-- Material provided --
·····

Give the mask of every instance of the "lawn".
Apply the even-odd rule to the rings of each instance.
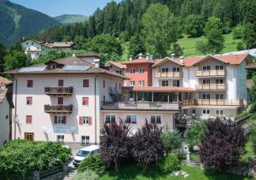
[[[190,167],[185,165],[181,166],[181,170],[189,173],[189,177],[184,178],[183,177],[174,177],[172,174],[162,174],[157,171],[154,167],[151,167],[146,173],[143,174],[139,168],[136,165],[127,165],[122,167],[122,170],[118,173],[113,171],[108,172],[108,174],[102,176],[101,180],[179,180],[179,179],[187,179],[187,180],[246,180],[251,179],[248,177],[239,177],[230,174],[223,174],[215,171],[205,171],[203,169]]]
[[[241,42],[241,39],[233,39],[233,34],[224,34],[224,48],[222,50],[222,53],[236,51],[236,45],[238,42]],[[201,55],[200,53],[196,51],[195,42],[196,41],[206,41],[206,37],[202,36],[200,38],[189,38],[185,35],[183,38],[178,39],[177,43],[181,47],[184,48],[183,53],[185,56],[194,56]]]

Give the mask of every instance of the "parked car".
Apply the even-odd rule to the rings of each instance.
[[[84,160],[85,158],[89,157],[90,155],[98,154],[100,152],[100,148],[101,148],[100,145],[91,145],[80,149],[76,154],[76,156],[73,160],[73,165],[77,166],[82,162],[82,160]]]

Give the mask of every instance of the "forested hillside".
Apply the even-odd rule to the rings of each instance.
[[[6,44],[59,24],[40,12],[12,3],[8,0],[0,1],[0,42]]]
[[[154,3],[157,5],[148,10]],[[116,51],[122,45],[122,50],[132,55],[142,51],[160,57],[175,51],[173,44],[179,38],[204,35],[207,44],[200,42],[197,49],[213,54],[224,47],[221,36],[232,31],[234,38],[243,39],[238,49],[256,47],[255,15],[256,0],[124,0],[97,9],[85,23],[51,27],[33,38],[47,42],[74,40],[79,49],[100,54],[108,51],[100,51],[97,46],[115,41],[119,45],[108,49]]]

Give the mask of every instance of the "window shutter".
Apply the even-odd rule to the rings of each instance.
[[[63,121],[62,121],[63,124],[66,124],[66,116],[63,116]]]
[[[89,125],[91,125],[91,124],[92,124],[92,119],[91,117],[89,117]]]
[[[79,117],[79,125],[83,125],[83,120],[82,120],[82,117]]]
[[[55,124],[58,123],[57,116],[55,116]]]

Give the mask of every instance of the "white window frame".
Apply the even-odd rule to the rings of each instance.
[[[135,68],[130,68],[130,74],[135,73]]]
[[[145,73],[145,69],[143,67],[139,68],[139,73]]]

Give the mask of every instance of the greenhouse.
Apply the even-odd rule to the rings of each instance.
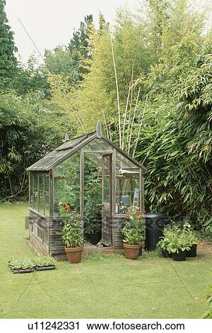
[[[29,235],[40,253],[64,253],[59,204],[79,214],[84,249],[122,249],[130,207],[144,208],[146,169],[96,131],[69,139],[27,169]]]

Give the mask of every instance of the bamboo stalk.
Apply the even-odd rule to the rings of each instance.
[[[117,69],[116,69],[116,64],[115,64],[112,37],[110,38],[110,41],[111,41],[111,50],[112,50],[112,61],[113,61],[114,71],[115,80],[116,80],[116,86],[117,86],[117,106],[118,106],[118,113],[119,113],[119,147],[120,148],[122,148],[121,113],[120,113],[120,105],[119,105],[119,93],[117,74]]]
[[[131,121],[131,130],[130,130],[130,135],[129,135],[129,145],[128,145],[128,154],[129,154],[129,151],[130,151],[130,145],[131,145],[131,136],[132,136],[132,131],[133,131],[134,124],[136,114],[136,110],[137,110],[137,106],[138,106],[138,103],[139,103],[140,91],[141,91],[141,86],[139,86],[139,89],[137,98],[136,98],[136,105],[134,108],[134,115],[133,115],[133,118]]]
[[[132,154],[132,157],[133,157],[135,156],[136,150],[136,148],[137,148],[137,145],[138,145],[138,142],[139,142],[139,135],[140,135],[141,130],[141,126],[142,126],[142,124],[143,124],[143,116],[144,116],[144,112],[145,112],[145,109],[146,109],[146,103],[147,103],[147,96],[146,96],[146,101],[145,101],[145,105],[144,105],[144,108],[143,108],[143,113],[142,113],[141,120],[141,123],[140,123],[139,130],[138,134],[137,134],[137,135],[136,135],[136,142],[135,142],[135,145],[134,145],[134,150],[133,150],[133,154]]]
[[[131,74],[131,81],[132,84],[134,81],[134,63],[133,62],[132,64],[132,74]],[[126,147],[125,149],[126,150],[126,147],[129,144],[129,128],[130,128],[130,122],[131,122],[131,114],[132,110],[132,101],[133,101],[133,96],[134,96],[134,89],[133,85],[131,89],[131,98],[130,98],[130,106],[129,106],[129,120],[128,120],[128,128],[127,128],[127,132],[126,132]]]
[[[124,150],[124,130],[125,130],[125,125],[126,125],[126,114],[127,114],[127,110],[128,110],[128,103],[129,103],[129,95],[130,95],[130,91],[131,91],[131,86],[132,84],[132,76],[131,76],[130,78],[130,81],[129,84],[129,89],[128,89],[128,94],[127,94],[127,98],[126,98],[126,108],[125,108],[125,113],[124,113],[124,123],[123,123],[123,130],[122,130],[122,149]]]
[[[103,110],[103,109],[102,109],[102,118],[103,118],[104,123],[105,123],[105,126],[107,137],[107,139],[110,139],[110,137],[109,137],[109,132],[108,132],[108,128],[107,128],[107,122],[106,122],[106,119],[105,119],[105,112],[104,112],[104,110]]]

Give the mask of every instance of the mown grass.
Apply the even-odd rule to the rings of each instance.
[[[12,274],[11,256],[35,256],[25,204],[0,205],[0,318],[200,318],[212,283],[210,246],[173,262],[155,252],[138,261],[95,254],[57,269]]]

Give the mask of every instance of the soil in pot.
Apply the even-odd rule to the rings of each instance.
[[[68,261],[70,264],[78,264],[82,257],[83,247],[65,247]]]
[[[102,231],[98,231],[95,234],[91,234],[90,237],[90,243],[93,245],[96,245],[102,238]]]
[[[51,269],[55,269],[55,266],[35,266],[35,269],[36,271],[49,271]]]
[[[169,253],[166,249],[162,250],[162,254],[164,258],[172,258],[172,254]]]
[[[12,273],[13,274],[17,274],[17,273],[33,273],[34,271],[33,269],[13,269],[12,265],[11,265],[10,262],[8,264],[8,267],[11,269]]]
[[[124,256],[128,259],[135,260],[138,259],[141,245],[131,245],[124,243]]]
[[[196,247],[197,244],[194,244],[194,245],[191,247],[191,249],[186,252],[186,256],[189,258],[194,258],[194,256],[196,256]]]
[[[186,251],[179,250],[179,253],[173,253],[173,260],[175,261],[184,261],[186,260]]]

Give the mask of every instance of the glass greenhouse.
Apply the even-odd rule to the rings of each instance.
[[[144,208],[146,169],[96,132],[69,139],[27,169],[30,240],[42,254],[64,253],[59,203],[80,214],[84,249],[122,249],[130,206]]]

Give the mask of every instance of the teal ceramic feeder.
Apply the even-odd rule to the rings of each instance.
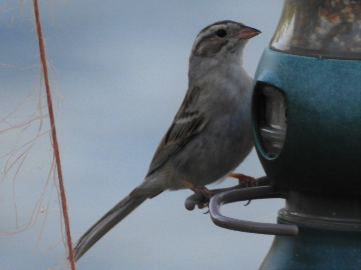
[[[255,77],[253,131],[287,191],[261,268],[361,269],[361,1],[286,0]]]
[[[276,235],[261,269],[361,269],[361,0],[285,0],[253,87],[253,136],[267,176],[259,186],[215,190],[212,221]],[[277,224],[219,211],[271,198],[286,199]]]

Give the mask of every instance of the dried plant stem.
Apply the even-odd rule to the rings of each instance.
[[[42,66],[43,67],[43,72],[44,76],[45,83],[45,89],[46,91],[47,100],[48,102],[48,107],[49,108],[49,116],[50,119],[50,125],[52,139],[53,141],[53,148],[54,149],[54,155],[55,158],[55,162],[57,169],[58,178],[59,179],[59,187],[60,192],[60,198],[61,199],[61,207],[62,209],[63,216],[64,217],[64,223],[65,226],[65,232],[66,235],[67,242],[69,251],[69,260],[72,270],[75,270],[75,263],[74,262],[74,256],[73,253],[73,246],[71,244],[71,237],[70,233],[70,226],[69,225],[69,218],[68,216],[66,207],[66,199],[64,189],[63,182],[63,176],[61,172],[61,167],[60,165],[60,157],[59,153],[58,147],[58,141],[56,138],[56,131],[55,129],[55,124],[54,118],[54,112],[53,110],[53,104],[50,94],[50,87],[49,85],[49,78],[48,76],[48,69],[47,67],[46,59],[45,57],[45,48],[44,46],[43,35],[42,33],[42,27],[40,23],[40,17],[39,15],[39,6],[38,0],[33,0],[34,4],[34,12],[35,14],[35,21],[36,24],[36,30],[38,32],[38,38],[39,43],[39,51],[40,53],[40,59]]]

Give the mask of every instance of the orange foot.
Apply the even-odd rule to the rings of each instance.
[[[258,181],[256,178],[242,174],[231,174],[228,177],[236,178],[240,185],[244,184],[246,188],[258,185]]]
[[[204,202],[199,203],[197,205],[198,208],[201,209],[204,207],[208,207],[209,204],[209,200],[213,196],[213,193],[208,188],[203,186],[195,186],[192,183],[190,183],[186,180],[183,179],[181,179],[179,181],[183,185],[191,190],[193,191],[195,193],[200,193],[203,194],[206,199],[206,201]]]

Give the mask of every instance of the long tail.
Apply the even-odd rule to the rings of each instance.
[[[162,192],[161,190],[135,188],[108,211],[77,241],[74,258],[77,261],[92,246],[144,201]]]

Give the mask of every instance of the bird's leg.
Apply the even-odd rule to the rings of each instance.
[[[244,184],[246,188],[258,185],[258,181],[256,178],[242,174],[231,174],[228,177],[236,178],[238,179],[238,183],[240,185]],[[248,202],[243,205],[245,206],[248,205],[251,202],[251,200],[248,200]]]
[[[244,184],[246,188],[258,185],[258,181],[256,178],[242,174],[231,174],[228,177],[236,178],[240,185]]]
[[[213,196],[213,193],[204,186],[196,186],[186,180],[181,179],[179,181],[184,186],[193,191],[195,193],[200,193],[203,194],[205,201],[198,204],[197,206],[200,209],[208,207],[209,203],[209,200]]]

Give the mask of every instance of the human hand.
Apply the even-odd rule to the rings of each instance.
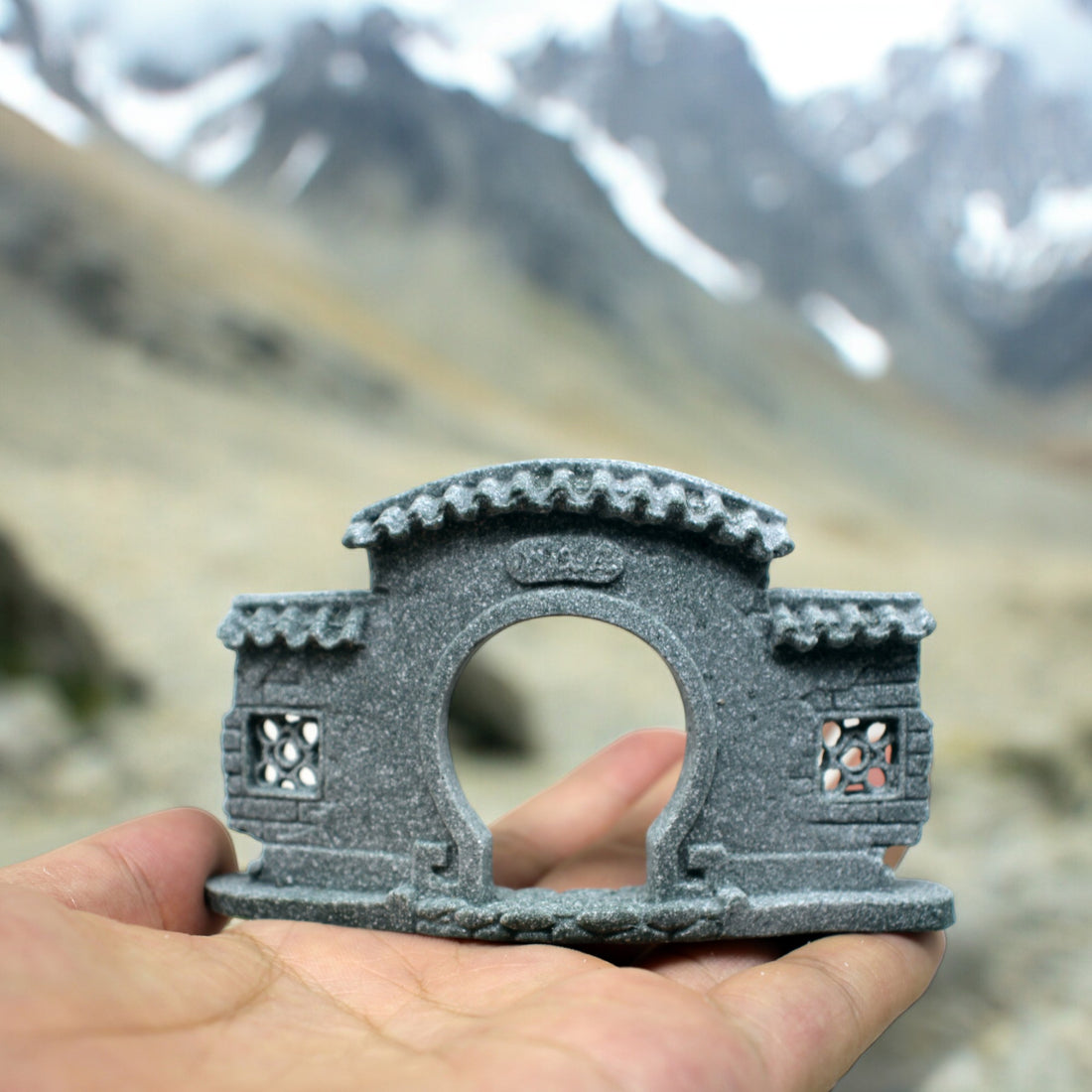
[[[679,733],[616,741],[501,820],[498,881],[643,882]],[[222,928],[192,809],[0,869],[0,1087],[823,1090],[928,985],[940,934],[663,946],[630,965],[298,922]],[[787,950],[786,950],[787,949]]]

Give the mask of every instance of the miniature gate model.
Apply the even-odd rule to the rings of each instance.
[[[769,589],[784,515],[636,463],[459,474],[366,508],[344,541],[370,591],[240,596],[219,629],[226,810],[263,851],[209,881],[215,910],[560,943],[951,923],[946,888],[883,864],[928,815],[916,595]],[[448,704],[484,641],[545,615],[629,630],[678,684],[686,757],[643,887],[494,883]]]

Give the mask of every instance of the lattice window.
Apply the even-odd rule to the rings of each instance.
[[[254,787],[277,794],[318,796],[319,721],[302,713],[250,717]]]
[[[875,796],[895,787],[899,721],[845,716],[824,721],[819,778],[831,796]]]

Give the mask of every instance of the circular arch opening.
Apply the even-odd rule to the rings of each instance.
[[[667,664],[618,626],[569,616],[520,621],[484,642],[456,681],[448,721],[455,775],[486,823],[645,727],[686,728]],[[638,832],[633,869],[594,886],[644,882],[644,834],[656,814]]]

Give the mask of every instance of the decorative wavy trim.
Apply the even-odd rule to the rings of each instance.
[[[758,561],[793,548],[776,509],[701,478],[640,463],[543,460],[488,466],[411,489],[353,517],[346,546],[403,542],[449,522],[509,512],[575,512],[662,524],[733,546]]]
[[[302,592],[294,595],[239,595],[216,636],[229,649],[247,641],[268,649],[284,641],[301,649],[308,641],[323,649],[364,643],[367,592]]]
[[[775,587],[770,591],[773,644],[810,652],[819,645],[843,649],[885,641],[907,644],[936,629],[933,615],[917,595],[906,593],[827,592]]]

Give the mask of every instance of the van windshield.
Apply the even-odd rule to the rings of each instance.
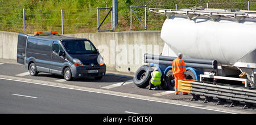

·····

Turn the part of the entries that opens with the line containing "Give the mask of every instance of the lattice" and closes at the end of the entries into a JSON list of strings, one string per line. Omit blank lines and pictures.

[
  "Give the mask of every instance of the lattice window.",
  "Apply the even-odd rule to the rings of each instance.",
  "[[[254,787],[277,794],[318,796],[319,721],[302,713],[250,717]]]",
  "[[[875,796],[895,787],[899,721],[845,716],[824,721],[819,778],[831,796]]]",
  "Give the mask of every instance of the circular arch opening.",
  "Apply the even-odd rule to the rings of each instance.",
  "[[[667,664],[618,626],[569,616],[520,621],[484,642],[456,681],[448,721],[455,775],[486,823],[645,727],[686,728]],[[638,832],[633,869],[594,886],[644,882],[644,834],[656,814]]]",
  "Give the mask of every instance of the decorative wavy trim.",
  "Apply the even-odd rule to the rings of each instance.",
  "[[[758,561],[793,548],[776,509],[701,478],[640,463],[543,460],[488,466],[411,489],[353,517],[346,546],[403,542],[449,522],[509,512],[575,512],[662,524],[733,546]]]",
  "[[[302,592],[294,595],[239,595],[216,636],[229,649],[247,641],[268,649],[284,641],[301,649],[308,641],[323,649],[364,643],[367,592]]]",
  "[[[775,587],[770,591],[773,644],[810,652],[819,645],[843,649],[885,641],[907,644],[936,629],[933,615],[917,595],[906,593],[827,592]]]",
  "Give the mask of every instance of the van windshield.",
  "Apply the even-odd rule to the rings of each instance."
]